**What needs to be done**
Please copy the Jerry's Foods text from "Previous logo" up to and including "in Sanibel, Florida.", swapping "grocery stores" for "supermarkets".

**Source text**
________________________

Jerry's Enterprises, Inc
- Company type: Private company
- Industry: Retail
- Genre: Supermarket
- Founded: 1947
- Founder: Gerald A. Paulsen
- Headquarters: Edina, Minnesota, United States
- Number of locations: 6
- Area served: Twin Cities Wisconsin Florida
- Key people: Ben Schultes President
- Products: Bakery, dairy, deli, frozen foods, general grocery, meat, pharmacy, produce, seafood, snacks, liquor
- Revenue: US$965 Million (2019)
- Divisions: Jerry's Foods (6); Cub (17); Save-a-Lot (16); Do It Best (5); Rainbow Foods (1, Closed 2019);
- Website: jerrysfoods.com

= Jerry's Foods =

American grocery store chain

Previous logo

Jerry's Enterprises, Inc. (JEI) is an operator of County Market, Cub Foods, Jerry's Foods, and Save-a-Lot grocery stores headquartered in Edina, Minnesota. It was founded in 1947 by CEO Gerald A. (Jerry) Paulsen.

Jerry's Foods is the largest Cub Foods franchise in the United States, with 3 retail supermarkets in the Twin Cities, and 1 in Sanibel, Florida.

JEI also owns four liquor stores (two operating as Cub Liquor), five hardware stores and two print shops, as well as additional property interests.

==Acquisitions==
In 2004, JEI expanded into Wisconsin with the purchase of two County Market stores from Hudson businessman Dick Schmitz, for an undisclosed price. In 2014, it purchased seven Rainbow Foods stores from Roundy's, a Milwaukee company. Four were converted into Cub Foods, and three remained as Rainbow Foods until they were converted or closed. All are in Minnesota.

________________________

**Excerpted records**
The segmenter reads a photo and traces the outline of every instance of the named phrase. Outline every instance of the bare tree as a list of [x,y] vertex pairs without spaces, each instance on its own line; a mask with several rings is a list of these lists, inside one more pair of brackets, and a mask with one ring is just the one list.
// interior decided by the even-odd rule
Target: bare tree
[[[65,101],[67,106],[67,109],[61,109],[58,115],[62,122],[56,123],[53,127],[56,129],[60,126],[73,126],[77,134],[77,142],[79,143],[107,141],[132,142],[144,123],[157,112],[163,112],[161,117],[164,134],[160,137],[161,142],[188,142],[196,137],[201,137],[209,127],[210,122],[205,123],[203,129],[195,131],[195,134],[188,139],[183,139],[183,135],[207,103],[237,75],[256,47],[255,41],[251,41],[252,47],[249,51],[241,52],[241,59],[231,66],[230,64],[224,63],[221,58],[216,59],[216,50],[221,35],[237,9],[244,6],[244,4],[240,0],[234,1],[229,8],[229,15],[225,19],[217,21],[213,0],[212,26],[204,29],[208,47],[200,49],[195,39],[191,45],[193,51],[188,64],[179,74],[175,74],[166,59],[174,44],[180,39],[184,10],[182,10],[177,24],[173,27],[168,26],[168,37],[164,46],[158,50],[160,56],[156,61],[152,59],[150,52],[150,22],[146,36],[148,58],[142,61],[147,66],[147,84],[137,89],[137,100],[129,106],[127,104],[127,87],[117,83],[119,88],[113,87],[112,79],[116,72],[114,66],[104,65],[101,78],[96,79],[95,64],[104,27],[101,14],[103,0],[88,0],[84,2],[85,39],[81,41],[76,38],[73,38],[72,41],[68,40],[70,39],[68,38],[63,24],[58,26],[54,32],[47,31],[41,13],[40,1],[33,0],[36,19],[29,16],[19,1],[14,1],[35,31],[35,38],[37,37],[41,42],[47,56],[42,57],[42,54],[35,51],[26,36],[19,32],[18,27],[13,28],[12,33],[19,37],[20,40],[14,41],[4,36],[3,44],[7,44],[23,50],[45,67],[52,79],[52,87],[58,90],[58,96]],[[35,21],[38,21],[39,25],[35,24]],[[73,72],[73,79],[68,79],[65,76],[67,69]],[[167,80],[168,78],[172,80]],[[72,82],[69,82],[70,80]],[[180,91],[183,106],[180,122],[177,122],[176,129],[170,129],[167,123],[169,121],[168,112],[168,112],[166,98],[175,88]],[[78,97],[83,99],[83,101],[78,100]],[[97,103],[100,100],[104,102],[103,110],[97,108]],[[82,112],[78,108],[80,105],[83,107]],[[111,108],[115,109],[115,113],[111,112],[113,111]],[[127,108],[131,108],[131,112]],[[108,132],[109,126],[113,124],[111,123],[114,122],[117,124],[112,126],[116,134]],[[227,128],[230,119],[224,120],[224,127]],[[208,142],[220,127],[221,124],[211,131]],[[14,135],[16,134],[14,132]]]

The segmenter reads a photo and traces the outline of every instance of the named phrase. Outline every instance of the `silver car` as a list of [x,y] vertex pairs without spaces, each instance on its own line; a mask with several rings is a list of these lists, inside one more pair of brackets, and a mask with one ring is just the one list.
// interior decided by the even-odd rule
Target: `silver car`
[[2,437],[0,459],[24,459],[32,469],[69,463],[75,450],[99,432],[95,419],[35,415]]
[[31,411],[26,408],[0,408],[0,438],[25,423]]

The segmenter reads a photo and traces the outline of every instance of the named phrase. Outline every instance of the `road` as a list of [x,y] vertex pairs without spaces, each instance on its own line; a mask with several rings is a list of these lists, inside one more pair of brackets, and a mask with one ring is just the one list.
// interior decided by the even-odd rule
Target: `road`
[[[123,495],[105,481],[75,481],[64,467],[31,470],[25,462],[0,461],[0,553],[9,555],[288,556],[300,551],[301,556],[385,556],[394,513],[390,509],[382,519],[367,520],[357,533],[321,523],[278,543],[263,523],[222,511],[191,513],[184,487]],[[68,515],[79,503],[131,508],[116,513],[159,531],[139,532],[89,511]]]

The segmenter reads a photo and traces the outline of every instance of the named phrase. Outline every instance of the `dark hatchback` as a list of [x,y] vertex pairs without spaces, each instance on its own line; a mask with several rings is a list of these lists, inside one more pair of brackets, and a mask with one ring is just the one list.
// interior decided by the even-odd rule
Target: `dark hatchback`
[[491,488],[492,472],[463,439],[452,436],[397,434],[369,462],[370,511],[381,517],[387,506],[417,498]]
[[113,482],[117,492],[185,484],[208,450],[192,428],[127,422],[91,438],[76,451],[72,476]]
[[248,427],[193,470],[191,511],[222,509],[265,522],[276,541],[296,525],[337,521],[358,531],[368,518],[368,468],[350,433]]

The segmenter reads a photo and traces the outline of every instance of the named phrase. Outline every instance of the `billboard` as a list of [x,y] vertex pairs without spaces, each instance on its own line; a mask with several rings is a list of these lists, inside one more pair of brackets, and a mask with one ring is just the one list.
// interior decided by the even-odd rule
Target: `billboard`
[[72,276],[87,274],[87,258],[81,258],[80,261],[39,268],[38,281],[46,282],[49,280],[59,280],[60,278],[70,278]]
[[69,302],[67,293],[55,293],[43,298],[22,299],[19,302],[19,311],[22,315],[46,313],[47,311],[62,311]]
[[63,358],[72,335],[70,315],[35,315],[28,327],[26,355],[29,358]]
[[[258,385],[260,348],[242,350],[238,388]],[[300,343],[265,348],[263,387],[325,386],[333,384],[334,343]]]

________________________

**Exercise result**
Previous logo

Jerry's Enterprises, Inc. (JEI) is an operator of County Market, Cub Foods, Jerry's Foods, and Save-a-Lot supermarkets headquartered in Edina, Minnesota. It was founded in 1947 by CEO Gerald A. (Jerry) Paulsen.

Jerry's Foods is the largest Cub Foods franchise in the United States, with 3 retail supermarkets in the Twin Cities, and 1 in Sanibel, Florida.